**AANGELEVERDE TEKST:**

━━━━━━━━━━━━━━━━

Productie-omvang: De produktie was voornamelijk lokaal gericht: op de stad, bijbehorende landerijen en dorpen. Ambachtsprodukten werden alleen op bestelling gemaakt, zodat er geen risico bestond op onverkoopbare voorraden. Daarnaast werd er geproduceerd voor de handel naar andere oorden.
Van de oude Grieken zijn al conjunctuurschommelingen en crises bekend. Dit betekent dat ook toen al tijden met een hoge produktie werden afgewisseld door die met een lage produktie. Meer over conjunctuur in het hoofdstuk Macro-economie.
Behoeftebevrediging: Individuele behoeftenbevrediging werd steeds sterker afhankelijk van de maatschappelijke positie die werd bekleed. Ook werd zij wisselvalliger: de goede jaren werden afgewisseld met oorlogen (met zware belastingheffing), mis-oogsten, de strijd tegen het water, crisis, werkeloosheid en dorps- en stadsbranden.

━━━━━━━━━━━━━━━━

**GEËXTRAHEERD MATERIAAL:**
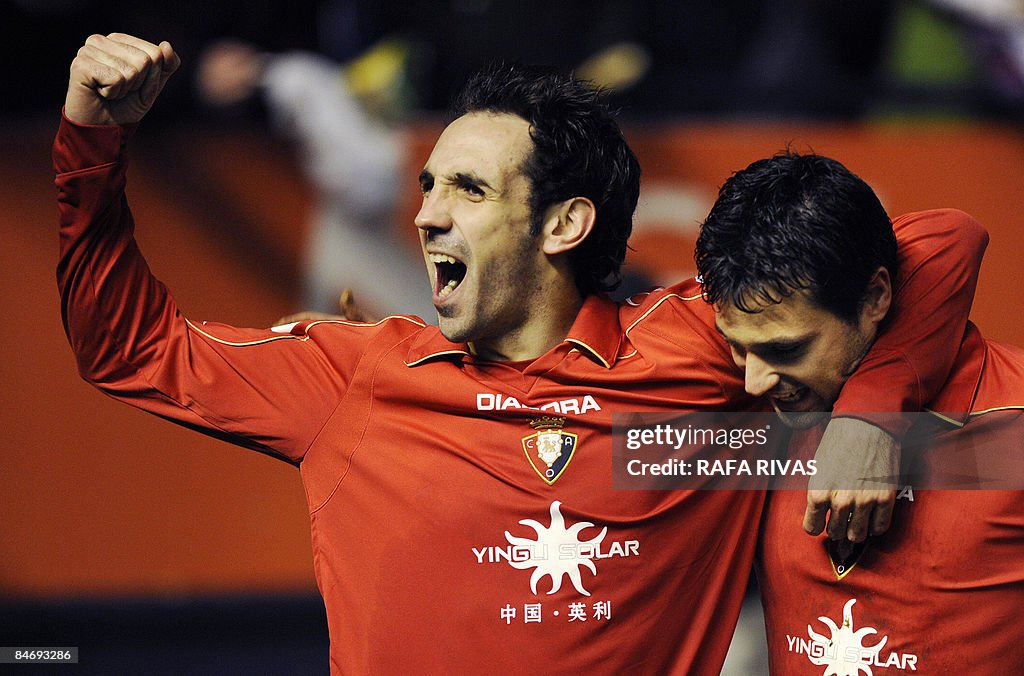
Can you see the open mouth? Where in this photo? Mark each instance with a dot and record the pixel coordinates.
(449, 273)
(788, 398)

━━━━━━━━━━━━━━━━

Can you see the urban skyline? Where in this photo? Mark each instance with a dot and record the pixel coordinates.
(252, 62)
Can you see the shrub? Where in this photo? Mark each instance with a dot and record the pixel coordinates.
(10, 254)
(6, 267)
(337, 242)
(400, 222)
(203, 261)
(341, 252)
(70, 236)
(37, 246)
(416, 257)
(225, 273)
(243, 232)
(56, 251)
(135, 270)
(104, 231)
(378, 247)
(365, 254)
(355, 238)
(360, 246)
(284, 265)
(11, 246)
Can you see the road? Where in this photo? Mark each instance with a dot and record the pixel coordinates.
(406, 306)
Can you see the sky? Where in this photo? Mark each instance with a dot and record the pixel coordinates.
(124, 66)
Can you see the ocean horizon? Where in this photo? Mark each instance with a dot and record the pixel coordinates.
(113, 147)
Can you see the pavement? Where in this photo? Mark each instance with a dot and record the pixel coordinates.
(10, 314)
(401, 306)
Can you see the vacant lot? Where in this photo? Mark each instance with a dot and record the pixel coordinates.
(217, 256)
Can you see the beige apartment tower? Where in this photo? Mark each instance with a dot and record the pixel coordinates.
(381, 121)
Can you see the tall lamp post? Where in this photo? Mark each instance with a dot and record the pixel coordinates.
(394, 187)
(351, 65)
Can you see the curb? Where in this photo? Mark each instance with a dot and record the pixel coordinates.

━━━━━━━━━━━━━━━━

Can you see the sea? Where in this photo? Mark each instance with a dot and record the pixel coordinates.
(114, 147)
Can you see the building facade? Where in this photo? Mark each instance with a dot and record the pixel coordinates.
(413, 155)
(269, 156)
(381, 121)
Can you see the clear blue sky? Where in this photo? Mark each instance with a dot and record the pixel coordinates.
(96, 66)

━━━━━━━━━━━━━━━━

**WAT WORDT GEVRAAGD:**
a - Neem alstublieft een stuk uit de tekst over productie en behoeftebevrediging woord voor woord over, beginnend bij "Productie-omvang: De produktie" en eindigend bij "het hoofdstuk Macro-economie.".
b - Beantwoord deze vragen over de tekst over productie en behoeftebevrediging:
(i) Waarom werden ambachtsproducten alleen op bestelling gemaakt?
(ii) Van wie zijn volgens de tekst al conjunctuurschommelingen en crises bekend?
(iii) Waarvan werd individuele behoeftebevrediging steeds sterker afhankelijk?

**DE ANTWOORDEN:**
a -
Productie-omvang: De produktie was voornamelijk lokaal gericht: op de stad, bijbehorende landerijen en dorpen. Ambachtsprodukten werden alleen op bestelling gemaakt, zodat er geen risico bestond op onverkoopbare voorraden. Daarnaast werd er geproduceerd voor de handel naar andere oorden.
Van de oude Grieken zijn al conjunctuurschommelingen en crises bekend. Dit betekent dat ook toen al tijden met een hoge produktie werden afgewisseld door die met een lage produktie. Meer over conjunctuur in het hoofdstuk Macro-economie.

b -
(i) Zodat er geen risico bestond op onverkoopbare voorraden.
(ii) Van de oude Grieken.
(iii) Van de maatschappelijke positie die werd bekleed.